» OBJECTIF:
Répondez à ces questions d'après le texte affiché, une réponse par ligne :
1. Vers quel pays le critère de résidence impose-t-il à tout le monde de partir ?
2. Au bout de combien d'années le candidat au départ vend-il dans l'hypothèse évoquée ?
3. Quel rendement le texte juge-t-il hors d'atteinte ?

Il faudra, dans le même temps, satisfaire à un critère de résidence : tout le monde devra partir pour la Belgique. Il est vrai que c'est une terre d'émigration fiscale plutôt prisée, mais pas exclusive. Le système que vous imaginez, madame la ministre, et que vous nous proposez en dernière lecture après que l'Assemblée et le Sénat se sont prononcés, ce système-là ne marche pas pour d'autres pays d'exils fiscaux.
Enfin, une troisième condition est posée. Admettons que le candidat au départ oublie qu'il peut s'exonérer de toute taxation et vende au bout de cinq ans ; admettons qu'il oublie qu'il existe d'autres terres d'asile que la Belgique, qui, naturellement, seraient très accueillantes pour cet exilé potentiel ; il faudrait encore que celui-ci n'ait jamais connu, que ce soit dans les années précédentes, dans les années à venir ou dans l'année en cours, de moins-value boursière. Or il est rare, madame la ministre, que, sur une période donnée, il n'y ait pas, à l'occasion, quelques moins-values boursières, lesquelles s'imputent sur le système que vous nous proposez.
Le rendement ne sera donc évidemment pas d'un peu moins de 200 millions d'euros, comme on pourrait tous légitimement l'espérer. Je ne veux pas dire qu'il sera nul, mais il ne sera certainement pas du niveau escompté.

» EXTRAITS DE DONNÉES:

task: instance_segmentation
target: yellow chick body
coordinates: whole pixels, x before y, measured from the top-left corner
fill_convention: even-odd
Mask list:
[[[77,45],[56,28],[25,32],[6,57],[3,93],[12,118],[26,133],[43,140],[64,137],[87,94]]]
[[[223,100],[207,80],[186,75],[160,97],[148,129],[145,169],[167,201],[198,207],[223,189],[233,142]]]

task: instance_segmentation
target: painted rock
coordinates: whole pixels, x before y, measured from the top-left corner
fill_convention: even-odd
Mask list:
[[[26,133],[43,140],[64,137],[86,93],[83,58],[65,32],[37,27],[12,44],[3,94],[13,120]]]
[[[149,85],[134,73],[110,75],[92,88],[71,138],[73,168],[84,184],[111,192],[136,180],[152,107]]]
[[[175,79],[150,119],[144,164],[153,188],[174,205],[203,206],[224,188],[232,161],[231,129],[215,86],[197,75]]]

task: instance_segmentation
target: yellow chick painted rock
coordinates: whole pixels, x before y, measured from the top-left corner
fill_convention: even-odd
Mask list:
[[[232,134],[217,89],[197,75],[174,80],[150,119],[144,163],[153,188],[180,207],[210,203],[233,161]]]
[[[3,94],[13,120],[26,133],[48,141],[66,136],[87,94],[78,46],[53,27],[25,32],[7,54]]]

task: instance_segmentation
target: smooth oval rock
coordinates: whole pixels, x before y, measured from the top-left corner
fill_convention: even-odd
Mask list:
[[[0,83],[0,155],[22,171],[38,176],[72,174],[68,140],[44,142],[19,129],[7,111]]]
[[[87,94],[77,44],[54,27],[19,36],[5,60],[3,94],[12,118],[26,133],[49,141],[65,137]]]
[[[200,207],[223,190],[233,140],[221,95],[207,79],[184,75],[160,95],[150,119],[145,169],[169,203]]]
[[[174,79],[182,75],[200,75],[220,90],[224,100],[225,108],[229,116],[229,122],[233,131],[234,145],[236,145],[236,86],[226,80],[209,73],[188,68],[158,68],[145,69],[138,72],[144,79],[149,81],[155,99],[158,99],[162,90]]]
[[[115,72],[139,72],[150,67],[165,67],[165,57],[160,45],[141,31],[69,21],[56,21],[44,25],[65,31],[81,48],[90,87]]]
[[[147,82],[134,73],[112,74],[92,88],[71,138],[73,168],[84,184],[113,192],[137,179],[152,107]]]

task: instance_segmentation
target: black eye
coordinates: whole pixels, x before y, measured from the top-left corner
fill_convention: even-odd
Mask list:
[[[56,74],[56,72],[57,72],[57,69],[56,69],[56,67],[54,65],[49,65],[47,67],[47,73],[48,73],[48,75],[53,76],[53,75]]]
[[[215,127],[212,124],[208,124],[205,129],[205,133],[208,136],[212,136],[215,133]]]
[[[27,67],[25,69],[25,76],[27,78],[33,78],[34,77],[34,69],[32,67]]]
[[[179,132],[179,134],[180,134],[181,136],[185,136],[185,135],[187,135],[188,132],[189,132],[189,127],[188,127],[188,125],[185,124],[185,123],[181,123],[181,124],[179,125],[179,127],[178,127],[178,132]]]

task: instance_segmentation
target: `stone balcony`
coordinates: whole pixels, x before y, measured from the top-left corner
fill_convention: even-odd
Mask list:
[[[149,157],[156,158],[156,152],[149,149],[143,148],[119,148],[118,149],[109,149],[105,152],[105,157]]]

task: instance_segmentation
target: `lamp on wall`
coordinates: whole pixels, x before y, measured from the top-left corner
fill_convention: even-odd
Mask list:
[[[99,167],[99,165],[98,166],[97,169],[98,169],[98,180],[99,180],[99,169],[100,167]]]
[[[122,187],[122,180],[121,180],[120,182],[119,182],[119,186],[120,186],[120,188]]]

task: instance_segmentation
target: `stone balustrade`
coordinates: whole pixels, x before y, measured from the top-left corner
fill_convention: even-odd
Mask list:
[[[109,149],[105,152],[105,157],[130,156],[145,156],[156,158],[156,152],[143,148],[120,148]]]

» RÉSULTAT:
1. La Belgique.
2. Cinq ans.
3. Un peu moins de 200 millions d'euros.